Below are records to be repeated in full. Give them exactly.

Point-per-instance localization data
——

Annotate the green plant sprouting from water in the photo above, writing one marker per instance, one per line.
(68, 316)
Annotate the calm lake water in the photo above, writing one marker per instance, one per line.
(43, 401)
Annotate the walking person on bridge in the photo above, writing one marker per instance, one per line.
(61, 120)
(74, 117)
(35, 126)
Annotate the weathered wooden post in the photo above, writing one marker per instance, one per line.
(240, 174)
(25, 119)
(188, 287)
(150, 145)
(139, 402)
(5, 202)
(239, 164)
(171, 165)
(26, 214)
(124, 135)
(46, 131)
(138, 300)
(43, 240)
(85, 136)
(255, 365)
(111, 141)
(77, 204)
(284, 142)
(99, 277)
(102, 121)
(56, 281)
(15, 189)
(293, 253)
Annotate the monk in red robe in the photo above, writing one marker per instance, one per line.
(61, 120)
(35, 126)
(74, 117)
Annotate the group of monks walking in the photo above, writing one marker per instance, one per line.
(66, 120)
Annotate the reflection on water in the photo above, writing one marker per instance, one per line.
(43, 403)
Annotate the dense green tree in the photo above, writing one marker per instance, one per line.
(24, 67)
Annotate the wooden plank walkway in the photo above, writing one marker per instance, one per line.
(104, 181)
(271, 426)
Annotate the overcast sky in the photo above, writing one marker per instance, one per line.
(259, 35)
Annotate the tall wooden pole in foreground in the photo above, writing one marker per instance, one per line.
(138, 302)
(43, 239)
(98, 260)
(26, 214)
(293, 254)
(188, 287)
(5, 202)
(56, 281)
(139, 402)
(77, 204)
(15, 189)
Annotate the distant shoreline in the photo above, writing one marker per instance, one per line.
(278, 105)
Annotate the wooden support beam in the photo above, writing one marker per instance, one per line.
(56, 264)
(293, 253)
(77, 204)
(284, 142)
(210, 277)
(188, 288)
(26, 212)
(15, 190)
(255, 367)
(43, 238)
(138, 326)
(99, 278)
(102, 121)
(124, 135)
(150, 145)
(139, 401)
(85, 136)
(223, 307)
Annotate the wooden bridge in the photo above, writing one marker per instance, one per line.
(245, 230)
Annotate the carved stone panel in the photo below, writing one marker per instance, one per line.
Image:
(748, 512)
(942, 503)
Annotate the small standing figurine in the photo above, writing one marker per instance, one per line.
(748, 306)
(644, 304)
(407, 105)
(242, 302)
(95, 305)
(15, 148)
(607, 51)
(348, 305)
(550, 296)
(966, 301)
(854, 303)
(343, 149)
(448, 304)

——

• [Output of the exercise]:
Annotate the green plant sprouting from water in the photo above, writing one marker per instance, one per line.
(68, 316)
Annotate the calm lake water in the photo above, writing one marker per instance, one per line.
(43, 401)
Annotate the walking person on bridge in the photo above, writing one marker per instance, one per line.
(61, 120)
(74, 117)
(35, 126)
Annotate the weathered wooden post in the photo above, writing one marker per instance, one per line.
(240, 174)
(25, 119)
(188, 287)
(150, 145)
(139, 402)
(5, 202)
(239, 164)
(171, 165)
(26, 214)
(124, 135)
(46, 131)
(138, 300)
(43, 240)
(85, 136)
(255, 365)
(111, 141)
(77, 204)
(284, 142)
(99, 277)
(102, 121)
(56, 281)
(15, 189)
(293, 253)
Annotate the monk in red robe in the photo above, writing one marker per instance, one per line.
(61, 120)
(35, 126)
(74, 117)
Annotate the group of monks walking in the photo above, writing one marker per instance, one per line.
(66, 120)
Annotate the reflection on water in the photo above, writing one marker per instance, one per line.
(43, 403)
Annotate the dense green tree in the photo above, writing one marker per instance, one per line.
(24, 67)
Annotate the wooden plank walkway in the photo above, writing one marker per instance, one per line.
(104, 181)
(271, 426)
Annotate the overcast sky in the photo above, writing one marker per instance, one per line.
(259, 35)
Annotate the tall wooden pole in foreground in the photo above, writing one marker per instance, one per line.
(138, 302)
(43, 239)
(98, 260)
(26, 214)
(293, 254)
(188, 287)
(5, 202)
(56, 281)
(139, 402)
(77, 204)
(15, 189)
Annotate the distant shoreline in the photo above, writing one marker per instance, one per line.
(278, 105)
Annotate the wooden support beam in the photo above, writing one marker per instance, one per line.
(56, 264)
(293, 253)
(77, 204)
(284, 142)
(210, 277)
(188, 288)
(26, 212)
(15, 190)
(255, 367)
(43, 238)
(138, 326)
(99, 278)
(102, 121)
(124, 135)
(150, 145)
(139, 401)
(85, 136)
(223, 307)
Annotate the wooden bridge in the photo above, writing one marker per instance, one per line.
(245, 230)
Annotate the carved stone panel in the photo below, writing one marker per instance, one per line.
Image:
(748, 512)
(942, 503)
Annotate the small standing figurine in the photo above, writing one marker per instance, one per line.
(748, 306)
(644, 304)
(407, 105)
(242, 302)
(95, 305)
(15, 148)
(607, 51)
(348, 305)
(550, 296)
(966, 301)
(854, 303)
(343, 149)
(448, 304)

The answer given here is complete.